Task brief: Skip every line before the one containing "Where can you find the upper story", then copy that line and the rest of the entries below exactly, through the last line.

Data lines:
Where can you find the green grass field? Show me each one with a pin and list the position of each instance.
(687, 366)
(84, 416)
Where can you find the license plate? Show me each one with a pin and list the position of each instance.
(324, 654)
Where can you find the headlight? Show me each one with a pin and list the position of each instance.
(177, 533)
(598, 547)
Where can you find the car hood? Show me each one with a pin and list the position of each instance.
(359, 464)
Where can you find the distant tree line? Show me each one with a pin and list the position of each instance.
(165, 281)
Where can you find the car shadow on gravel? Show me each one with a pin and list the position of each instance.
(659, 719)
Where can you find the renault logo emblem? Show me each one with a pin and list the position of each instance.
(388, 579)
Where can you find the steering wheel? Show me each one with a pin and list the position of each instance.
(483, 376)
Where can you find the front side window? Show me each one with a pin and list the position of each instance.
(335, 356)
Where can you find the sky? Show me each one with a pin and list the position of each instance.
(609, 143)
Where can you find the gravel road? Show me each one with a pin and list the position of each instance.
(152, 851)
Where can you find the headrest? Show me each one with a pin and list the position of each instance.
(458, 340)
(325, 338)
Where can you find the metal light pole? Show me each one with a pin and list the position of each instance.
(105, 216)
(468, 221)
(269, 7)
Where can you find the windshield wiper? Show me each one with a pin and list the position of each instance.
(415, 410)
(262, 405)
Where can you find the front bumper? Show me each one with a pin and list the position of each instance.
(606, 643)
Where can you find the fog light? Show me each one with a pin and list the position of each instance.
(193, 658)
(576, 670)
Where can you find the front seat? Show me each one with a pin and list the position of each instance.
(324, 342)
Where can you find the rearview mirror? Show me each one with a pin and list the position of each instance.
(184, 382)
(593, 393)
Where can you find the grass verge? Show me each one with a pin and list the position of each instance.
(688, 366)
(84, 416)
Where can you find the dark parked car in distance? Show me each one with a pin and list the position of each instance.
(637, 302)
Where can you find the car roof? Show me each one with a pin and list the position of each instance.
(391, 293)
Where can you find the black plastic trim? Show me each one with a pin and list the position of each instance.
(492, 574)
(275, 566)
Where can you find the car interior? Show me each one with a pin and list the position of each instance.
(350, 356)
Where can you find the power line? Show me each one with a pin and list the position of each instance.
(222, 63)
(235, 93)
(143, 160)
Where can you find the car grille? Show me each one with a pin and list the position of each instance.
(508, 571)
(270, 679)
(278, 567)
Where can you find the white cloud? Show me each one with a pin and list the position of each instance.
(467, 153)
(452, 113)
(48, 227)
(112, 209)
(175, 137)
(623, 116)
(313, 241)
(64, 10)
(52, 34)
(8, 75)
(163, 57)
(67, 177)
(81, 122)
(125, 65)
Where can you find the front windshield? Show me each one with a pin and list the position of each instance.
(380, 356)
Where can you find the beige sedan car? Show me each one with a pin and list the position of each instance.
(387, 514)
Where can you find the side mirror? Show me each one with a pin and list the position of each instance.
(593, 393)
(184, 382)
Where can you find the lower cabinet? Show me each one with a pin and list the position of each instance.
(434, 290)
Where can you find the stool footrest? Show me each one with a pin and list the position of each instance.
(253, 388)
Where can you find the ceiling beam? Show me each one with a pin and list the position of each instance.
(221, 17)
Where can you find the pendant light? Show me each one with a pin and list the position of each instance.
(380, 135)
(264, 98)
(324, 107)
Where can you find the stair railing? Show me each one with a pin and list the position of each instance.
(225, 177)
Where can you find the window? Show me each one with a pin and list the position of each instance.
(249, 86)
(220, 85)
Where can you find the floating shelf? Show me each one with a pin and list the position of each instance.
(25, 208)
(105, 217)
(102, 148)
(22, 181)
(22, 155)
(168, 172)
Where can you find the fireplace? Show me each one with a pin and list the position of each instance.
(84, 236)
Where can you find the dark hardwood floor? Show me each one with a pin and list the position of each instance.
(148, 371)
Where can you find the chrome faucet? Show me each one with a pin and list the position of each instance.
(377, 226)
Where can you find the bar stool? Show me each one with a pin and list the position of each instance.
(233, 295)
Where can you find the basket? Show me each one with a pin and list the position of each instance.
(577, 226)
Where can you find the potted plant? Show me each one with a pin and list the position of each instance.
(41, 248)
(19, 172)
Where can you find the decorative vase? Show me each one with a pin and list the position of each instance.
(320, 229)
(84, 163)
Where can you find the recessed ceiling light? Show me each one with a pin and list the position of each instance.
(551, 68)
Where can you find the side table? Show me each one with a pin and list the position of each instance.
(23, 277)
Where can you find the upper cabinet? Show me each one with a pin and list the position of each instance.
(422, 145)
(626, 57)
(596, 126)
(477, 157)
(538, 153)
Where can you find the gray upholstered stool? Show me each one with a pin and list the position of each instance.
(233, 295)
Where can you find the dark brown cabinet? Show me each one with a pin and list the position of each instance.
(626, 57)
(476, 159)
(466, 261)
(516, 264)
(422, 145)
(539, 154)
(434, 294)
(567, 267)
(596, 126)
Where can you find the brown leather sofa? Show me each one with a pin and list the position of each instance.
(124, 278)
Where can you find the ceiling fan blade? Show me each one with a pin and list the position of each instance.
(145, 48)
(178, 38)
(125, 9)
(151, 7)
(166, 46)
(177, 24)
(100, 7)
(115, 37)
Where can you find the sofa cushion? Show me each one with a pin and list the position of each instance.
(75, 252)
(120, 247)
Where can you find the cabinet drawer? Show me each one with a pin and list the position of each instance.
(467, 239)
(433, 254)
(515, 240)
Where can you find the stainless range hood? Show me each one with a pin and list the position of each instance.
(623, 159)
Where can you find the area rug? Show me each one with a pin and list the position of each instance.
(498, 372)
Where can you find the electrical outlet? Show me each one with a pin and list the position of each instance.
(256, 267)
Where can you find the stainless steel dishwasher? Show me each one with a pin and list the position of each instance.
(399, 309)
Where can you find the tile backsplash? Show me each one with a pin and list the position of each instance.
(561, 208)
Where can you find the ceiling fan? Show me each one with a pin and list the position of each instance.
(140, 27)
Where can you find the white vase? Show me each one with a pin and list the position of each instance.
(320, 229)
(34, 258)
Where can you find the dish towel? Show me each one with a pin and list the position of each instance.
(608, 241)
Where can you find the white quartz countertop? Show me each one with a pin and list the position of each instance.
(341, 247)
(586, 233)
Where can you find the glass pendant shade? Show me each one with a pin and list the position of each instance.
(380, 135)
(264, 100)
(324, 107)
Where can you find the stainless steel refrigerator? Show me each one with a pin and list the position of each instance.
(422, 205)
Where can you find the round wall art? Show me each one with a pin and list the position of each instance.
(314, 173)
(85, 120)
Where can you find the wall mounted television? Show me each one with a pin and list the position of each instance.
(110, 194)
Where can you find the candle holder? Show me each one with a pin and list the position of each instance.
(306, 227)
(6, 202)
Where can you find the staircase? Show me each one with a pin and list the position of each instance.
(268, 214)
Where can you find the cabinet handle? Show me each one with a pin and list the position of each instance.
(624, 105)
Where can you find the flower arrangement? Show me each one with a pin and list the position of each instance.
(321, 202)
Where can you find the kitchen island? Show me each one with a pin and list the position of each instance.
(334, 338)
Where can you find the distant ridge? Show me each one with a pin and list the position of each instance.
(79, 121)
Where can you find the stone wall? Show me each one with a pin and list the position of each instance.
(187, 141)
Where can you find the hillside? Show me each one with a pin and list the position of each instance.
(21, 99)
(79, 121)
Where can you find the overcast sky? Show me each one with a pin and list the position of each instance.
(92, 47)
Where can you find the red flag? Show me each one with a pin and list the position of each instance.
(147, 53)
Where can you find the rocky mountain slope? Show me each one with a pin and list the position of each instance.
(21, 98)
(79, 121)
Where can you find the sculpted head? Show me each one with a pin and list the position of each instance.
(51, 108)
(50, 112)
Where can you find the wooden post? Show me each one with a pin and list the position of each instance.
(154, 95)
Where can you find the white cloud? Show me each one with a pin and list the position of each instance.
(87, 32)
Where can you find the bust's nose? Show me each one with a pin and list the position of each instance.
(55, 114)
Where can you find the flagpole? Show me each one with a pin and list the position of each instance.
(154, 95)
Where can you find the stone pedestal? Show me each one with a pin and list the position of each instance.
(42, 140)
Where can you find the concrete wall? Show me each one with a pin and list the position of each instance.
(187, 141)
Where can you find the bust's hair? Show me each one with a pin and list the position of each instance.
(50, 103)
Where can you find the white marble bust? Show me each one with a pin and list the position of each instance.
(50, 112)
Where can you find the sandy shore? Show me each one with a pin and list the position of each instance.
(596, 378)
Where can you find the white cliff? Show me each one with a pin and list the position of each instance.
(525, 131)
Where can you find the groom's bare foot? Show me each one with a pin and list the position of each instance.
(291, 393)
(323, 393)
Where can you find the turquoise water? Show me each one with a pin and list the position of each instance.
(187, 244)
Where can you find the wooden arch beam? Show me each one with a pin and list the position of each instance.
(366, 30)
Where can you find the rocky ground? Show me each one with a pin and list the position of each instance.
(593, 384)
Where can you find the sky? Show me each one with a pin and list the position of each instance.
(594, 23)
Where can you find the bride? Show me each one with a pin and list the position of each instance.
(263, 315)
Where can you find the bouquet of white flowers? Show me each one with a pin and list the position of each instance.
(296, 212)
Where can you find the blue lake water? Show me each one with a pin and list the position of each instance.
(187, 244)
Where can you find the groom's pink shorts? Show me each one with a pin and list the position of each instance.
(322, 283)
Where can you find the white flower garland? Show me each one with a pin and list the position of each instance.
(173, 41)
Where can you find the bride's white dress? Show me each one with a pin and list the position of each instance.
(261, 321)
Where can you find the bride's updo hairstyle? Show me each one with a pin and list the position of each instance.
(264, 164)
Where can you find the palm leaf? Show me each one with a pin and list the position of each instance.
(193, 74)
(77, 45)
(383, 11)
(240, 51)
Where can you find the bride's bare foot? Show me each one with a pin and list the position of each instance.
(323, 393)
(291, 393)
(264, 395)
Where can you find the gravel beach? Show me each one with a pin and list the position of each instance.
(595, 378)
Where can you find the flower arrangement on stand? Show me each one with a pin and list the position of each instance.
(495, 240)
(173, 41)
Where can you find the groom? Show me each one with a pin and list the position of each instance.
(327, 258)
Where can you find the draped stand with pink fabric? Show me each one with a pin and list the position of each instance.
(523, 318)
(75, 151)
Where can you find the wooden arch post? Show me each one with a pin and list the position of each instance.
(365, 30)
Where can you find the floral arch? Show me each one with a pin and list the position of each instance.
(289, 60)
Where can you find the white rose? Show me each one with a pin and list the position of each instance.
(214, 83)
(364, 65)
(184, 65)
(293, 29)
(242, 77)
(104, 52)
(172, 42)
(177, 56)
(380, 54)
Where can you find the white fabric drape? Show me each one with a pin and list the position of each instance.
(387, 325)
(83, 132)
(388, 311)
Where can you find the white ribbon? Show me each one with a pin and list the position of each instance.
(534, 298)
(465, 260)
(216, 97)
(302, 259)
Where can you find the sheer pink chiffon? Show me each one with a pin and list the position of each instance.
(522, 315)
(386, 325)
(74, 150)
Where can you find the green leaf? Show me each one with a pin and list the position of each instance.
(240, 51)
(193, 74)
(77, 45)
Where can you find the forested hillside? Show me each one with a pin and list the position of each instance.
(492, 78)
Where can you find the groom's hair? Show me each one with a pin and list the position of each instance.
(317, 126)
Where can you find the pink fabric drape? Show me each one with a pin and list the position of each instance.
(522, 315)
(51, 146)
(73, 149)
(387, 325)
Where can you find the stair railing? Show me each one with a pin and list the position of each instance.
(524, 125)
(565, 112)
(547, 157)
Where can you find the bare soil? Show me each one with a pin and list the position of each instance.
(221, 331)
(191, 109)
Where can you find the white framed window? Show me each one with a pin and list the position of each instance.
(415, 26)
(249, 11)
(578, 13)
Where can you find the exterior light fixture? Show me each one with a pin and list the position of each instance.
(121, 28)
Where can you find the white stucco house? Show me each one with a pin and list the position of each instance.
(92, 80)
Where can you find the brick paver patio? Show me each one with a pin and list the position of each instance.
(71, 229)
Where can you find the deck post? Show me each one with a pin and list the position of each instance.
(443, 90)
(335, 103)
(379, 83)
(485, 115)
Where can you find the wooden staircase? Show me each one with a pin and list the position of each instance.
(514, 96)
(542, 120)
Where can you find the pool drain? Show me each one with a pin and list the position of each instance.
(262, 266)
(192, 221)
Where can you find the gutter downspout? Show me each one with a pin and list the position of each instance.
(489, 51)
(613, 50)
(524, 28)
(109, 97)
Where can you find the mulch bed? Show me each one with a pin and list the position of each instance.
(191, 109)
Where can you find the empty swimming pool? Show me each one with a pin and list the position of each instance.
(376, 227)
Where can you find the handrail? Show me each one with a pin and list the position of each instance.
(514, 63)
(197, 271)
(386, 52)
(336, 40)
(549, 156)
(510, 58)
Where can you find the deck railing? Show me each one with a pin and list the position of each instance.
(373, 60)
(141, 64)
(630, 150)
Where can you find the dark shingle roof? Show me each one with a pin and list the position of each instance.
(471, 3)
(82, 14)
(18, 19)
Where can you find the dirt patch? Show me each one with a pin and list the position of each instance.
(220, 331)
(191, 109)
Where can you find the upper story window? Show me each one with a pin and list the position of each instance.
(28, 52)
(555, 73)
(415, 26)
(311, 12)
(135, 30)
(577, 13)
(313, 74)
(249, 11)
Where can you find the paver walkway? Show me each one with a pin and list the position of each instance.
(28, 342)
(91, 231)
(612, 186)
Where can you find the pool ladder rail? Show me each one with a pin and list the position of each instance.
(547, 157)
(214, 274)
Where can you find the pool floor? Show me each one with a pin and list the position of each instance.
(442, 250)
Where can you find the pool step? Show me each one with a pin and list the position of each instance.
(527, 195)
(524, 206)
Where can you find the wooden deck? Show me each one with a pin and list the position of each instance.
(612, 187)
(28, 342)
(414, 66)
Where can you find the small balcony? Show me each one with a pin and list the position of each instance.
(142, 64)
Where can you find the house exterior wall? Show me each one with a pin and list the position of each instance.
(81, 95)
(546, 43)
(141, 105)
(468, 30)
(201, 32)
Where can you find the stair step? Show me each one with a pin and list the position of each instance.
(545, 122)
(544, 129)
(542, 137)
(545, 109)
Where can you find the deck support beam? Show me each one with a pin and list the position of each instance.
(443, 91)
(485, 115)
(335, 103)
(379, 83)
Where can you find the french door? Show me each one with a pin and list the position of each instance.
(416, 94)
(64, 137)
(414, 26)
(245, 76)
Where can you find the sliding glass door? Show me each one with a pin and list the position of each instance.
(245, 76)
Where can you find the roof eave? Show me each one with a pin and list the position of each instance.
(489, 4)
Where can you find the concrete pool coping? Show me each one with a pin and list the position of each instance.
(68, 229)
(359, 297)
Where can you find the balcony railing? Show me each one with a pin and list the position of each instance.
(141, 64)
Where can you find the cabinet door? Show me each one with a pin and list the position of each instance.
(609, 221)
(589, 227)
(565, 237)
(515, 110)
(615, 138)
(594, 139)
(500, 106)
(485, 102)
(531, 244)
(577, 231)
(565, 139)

Output of the task:
Where can you find the upper story window? Show me each one with a pin and list the position of each instance.
(28, 52)
(555, 73)
(415, 26)
(311, 12)
(135, 30)
(577, 13)
(313, 74)
(249, 11)
Where can you find the paver walkway? Show me each one with a pin and list the position of each instance.
(28, 342)
(91, 231)
(612, 186)
Where can you find the pool ladder rail? Show me each one with a pin and list the position of each instance.
(547, 157)
(214, 274)
Where can you find the pool floor? Show me each one with a pin and list the position of each instance.
(442, 250)
Where can you find the pool step? Show me each one with a pin and list the position of each instance.
(527, 195)
(524, 206)
Where can you find the wooden deck? Show me each one with a pin and list the position of each instance.
(612, 187)
(28, 342)
(414, 66)
Where can you find the small balcony? Show me each one with a pin and list the position of each instance.
(142, 64)
Where can you find the house exterior wall? Show me each one with a pin and list the position of each instance.
(81, 95)
(546, 43)
(141, 105)
(468, 30)
(201, 32)
Where can you find the stair step? Show me each one with a pin and list the position of each instance.
(545, 122)
(544, 129)
(542, 137)
(545, 109)
Where can you find the deck support beam? Show me each one with a pin and list the position of each instance.
(443, 91)
(485, 115)
(335, 103)
(379, 83)
Where can you find the french door? Show me each one with a pin and list the position of each instance.
(416, 94)
(64, 137)
(414, 26)
(245, 76)
Where can you find the sliding glass door? Show me each one with a pin and list the position of each instance.
(245, 76)
Where can you find the roof eave? Show me each one with a pin and list the position of each instance.
(489, 4)
Where can you find the concrete pool coping? Show me each one with a pin and list the position of each instance.
(68, 229)
(359, 297)
Where can you find the balcony railing? Show me each one with a pin and list the position of each instance.
(141, 64)
Where can you find the cabinet door? Show me each one with a pin and list the position of each instance.
(609, 221)
(589, 227)
(565, 237)
(515, 110)
(615, 138)
(594, 139)
(500, 106)
(485, 102)
(531, 244)
(577, 231)
(565, 139)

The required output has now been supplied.